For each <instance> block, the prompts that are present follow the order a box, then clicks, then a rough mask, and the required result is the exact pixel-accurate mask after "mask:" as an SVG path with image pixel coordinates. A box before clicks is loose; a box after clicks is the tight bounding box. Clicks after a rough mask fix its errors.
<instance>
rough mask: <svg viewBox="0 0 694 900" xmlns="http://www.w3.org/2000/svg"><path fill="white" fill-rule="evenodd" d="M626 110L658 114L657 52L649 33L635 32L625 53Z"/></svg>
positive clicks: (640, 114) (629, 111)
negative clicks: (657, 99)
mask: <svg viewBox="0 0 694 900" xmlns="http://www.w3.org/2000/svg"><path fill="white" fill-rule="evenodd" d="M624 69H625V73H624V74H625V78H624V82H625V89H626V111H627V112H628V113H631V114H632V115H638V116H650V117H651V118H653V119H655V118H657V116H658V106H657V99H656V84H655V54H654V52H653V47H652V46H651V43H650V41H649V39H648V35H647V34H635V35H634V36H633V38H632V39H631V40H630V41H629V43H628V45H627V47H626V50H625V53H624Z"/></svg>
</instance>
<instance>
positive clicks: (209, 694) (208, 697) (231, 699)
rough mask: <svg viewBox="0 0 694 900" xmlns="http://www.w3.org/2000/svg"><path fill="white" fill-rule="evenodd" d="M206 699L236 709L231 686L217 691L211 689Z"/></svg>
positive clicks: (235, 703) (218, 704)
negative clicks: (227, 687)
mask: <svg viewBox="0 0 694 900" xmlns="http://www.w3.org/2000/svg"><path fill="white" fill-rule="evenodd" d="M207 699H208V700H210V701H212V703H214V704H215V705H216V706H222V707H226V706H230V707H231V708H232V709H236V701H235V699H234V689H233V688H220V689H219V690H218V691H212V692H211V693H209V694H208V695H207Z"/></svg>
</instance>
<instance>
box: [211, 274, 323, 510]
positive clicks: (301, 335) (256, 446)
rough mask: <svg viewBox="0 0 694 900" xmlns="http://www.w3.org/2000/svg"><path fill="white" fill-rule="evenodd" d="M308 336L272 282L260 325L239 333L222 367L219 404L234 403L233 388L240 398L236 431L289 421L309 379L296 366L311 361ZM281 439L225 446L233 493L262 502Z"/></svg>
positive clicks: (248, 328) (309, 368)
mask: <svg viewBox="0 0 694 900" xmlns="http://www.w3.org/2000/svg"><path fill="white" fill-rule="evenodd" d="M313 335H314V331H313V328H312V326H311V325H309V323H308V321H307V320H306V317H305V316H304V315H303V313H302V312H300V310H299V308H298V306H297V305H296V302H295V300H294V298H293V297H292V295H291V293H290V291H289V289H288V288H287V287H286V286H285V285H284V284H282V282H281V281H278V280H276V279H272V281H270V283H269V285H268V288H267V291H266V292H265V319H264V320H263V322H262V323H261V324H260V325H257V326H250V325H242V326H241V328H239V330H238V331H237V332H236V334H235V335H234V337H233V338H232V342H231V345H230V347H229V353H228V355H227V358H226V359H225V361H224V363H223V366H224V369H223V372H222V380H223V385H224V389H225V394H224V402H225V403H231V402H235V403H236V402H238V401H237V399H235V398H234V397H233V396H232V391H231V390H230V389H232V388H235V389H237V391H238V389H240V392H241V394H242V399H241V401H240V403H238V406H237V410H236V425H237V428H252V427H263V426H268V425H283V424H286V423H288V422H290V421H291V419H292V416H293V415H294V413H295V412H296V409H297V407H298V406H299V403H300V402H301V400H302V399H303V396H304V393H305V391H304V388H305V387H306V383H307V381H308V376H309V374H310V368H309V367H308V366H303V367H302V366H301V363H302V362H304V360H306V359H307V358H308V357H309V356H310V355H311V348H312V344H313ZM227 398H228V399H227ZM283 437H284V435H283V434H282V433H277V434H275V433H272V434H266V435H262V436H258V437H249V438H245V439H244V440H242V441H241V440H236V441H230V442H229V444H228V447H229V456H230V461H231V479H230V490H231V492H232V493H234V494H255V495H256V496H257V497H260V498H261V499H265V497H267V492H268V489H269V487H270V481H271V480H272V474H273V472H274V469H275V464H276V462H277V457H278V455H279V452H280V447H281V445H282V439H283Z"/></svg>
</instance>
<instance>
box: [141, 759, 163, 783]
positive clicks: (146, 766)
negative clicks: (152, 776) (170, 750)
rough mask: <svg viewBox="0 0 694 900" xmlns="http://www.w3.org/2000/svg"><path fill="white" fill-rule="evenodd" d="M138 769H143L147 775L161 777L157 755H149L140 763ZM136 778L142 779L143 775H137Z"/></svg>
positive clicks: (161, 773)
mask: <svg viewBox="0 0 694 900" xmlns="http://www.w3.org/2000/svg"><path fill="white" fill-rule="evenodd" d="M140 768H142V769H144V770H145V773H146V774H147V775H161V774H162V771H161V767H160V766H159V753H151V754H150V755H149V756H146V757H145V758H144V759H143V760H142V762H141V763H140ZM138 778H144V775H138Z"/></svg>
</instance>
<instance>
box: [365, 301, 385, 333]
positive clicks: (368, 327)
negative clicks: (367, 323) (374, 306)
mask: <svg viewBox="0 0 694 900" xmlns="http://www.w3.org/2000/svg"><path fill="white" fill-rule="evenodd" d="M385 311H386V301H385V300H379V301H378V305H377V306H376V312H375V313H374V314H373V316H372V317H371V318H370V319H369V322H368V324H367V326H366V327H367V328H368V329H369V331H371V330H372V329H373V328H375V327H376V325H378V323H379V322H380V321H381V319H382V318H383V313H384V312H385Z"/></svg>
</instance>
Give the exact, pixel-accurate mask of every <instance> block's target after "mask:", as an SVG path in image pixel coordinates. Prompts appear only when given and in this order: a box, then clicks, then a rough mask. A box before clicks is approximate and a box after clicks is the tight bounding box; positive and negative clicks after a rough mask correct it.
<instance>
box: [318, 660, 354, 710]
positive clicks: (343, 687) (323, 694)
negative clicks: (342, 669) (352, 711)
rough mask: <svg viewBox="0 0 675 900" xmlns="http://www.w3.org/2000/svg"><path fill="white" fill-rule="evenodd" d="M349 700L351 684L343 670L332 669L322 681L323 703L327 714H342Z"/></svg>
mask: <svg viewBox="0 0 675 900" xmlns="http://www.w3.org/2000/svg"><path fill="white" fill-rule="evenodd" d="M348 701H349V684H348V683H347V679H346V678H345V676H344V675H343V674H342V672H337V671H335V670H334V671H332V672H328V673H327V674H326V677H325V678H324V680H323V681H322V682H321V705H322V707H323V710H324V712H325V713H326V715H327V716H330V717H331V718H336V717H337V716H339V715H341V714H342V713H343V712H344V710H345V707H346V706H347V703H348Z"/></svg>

□ □ □ □ □

#### [TASK DIRECTIONS]
Give back the records above, character for character.

#### [SOLUTION TO THIS EXERCISE]
For each <instance> block, the prompts that are present follow the order a box, then clicks, then a rough mask, and the required result is the exact pixel-accurate mask after "mask:" as an SVG path with image pixel coordinates. A box before clicks is loose; a box after clicks is the tight bounding box. Clicks after a rough mask fix its errors.
<instance>
rough mask: <svg viewBox="0 0 694 900" xmlns="http://www.w3.org/2000/svg"><path fill="white" fill-rule="evenodd" d="M626 110L658 114L657 52L649 33L635 32L625 53Z"/></svg>
positive clicks: (640, 114) (629, 111)
negative clicks: (657, 99)
mask: <svg viewBox="0 0 694 900" xmlns="http://www.w3.org/2000/svg"><path fill="white" fill-rule="evenodd" d="M624 69H625V73H624V74H625V78H624V82H625V89H626V111H627V112H628V113H631V114H632V115H638V116H650V117H651V118H653V119H655V118H657V116H658V106H657V99H656V84H655V54H654V52H653V47H652V46H651V43H650V41H649V39H648V35H647V34H635V35H634V36H633V38H632V39H631V40H630V41H629V43H628V45H627V47H626V50H625V53H624Z"/></svg>
</instance>
<instance>
positive clicks: (209, 694) (208, 697) (231, 699)
rough mask: <svg viewBox="0 0 694 900" xmlns="http://www.w3.org/2000/svg"><path fill="white" fill-rule="evenodd" d="M206 699L236 709L231 686L217 691L211 689Z"/></svg>
positive clicks: (235, 703) (218, 704)
negative clicks: (227, 687)
mask: <svg viewBox="0 0 694 900" xmlns="http://www.w3.org/2000/svg"><path fill="white" fill-rule="evenodd" d="M207 699H208V700H210V701H212V703H214V704H215V705H216V706H222V707H226V706H230V707H231V708H232V709H236V701H235V699H234V689H233V688H220V689H219V690H218V691H212V692H211V693H209V694H208V695H207Z"/></svg>
</instance>
<instance>
box: [211, 274, 323, 510]
positive clicks: (301, 335) (256, 446)
rough mask: <svg viewBox="0 0 694 900" xmlns="http://www.w3.org/2000/svg"><path fill="white" fill-rule="evenodd" d="M308 336L272 282L260 325L239 333L222 367L219 404L234 403L233 388L240 398L236 431L289 421L309 379L296 366L311 361ZM281 439L225 446L233 493L262 502Z"/></svg>
positive clicks: (248, 328) (309, 368)
mask: <svg viewBox="0 0 694 900" xmlns="http://www.w3.org/2000/svg"><path fill="white" fill-rule="evenodd" d="M313 335H314V331H313V328H312V326H311V325H309V323H308V321H307V320H306V317H305V316H304V315H303V313H302V312H300V310H299V308H298V306H297V305H296V302H295V300H294V298H293V297H292V295H291V293H290V291H289V289H288V288H287V287H286V286H285V285H284V284H282V282H281V281H278V280H276V279H272V281H270V283H269V285H268V288H267V291H266V292H265V319H264V320H263V322H262V323H261V324H260V325H257V326H250V325H242V326H241V328H239V330H238V331H237V332H236V334H235V335H234V337H233V338H232V342H231V345H230V347H229V353H228V355H227V358H226V359H225V361H224V363H223V366H224V369H223V372H222V380H223V385H224V389H225V394H224V402H225V403H231V402H235V403H236V402H238V401H237V399H235V398H234V397H233V396H232V391H231V390H230V389H232V388H235V389H237V391H238V389H240V392H241V394H242V399H241V401H240V403H238V406H237V410H236V425H237V428H252V427H263V426H268V425H283V424H286V423H288V422H290V421H291V419H292V416H293V415H294V413H295V412H296V409H297V407H298V406H299V403H300V402H301V400H302V399H303V396H304V393H305V391H304V388H305V387H306V383H307V381H308V376H309V374H310V368H309V367H308V366H303V367H302V366H301V363H302V362H304V360H306V359H307V358H308V357H309V356H310V355H311V348H312V344H313ZM227 398H228V399H227ZM283 437H284V435H283V434H282V433H277V434H275V433H272V434H266V435H262V436H258V437H249V438H245V439H244V440H242V441H241V440H236V441H230V442H229V444H228V447H229V456H230V461H231V479H230V490H231V492H232V493H234V494H255V495H256V496H257V497H260V498H261V499H265V497H267V492H268V489H269V487H270V481H271V480H272V474H273V472H274V469H275V464H276V462H277V457H278V455H279V452H280V447H281V445H282V439H283Z"/></svg>
</instance>
<instance>
box: [141, 759, 163, 783]
positive clicks: (146, 766)
negative clicks: (152, 776) (170, 750)
rough mask: <svg viewBox="0 0 694 900" xmlns="http://www.w3.org/2000/svg"><path fill="white" fill-rule="evenodd" d="M138 769H143L147 775L161 777L157 755H149L140 763ZM136 778L142 779L143 775H137Z"/></svg>
positive clicks: (161, 773)
mask: <svg viewBox="0 0 694 900" xmlns="http://www.w3.org/2000/svg"><path fill="white" fill-rule="evenodd" d="M140 768H142V769H144V770H145V773H146V774H147V775H161V774H162V771H161V767H160V766H159V753H151V754H150V755H149V756H146V757H145V758H144V759H143V760H142V762H141V763H140ZM138 778H144V775H138Z"/></svg>
</instance>
<instance>
box: [365, 301, 385, 333]
positive clicks: (368, 327)
negative clicks: (367, 323) (374, 306)
mask: <svg viewBox="0 0 694 900" xmlns="http://www.w3.org/2000/svg"><path fill="white" fill-rule="evenodd" d="M385 311H386V301H385V300H379V301H378V305H377V306H376V312H375V313H374V314H373V316H372V317H371V318H370V319H369V322H368V324H367V326H366V327H367V328H368V329H369V331H371V330H372V329H373V328H375V327H376V325H378V323H379V322H380V321H381V319H382V318H383V313H384V312H385Z"/></svg>
</instance>
Give the exact, pixel-accurate mask of every <instance> block's target after "mask:", as an SVG path in image pixel coordinates. Prompts appear only when given and in this order: a box, then clicks, then a rough mask. A box before clicks is approximate and a box after clicks is the tight bounding box; positive and negative clicks after a rough mask correct it.
<instance>
box: [318, 660, 354, 710]
positive clicks: (343, 687) (323, 694)
negative clicks: (342, 669) (352, 711)
rough mask: <svg viewBox="0 0 675 900" xmlns="http://www.w3.org/2000/svg"><path fill="white" fill-rule="evenodd" d="M349 700L351 684L343 670L332 669L322 681L323 703L327 714H342Z"/></svg>
mask: <svg viewBox="0 0 675 900" xmlns="http://www.w3.org/2000/svg"><path fill="white" fill-rule="evenodd" d="M348 701H349V684H348V683H347V679H346V678H345V676H344V675H343V674H342V672H337V671H335V670H334V671H332V672H328V673H327V674H326V677H325V678H324V680H323V681H322V682H321V705H322V707H323V710H324V712H325V713H326V715H327V716H330V717H331V718H336V717H337V716H339V715H341V714H342V713H343V712H344V710H345V707H346V706H347V703H348Z"/></svg>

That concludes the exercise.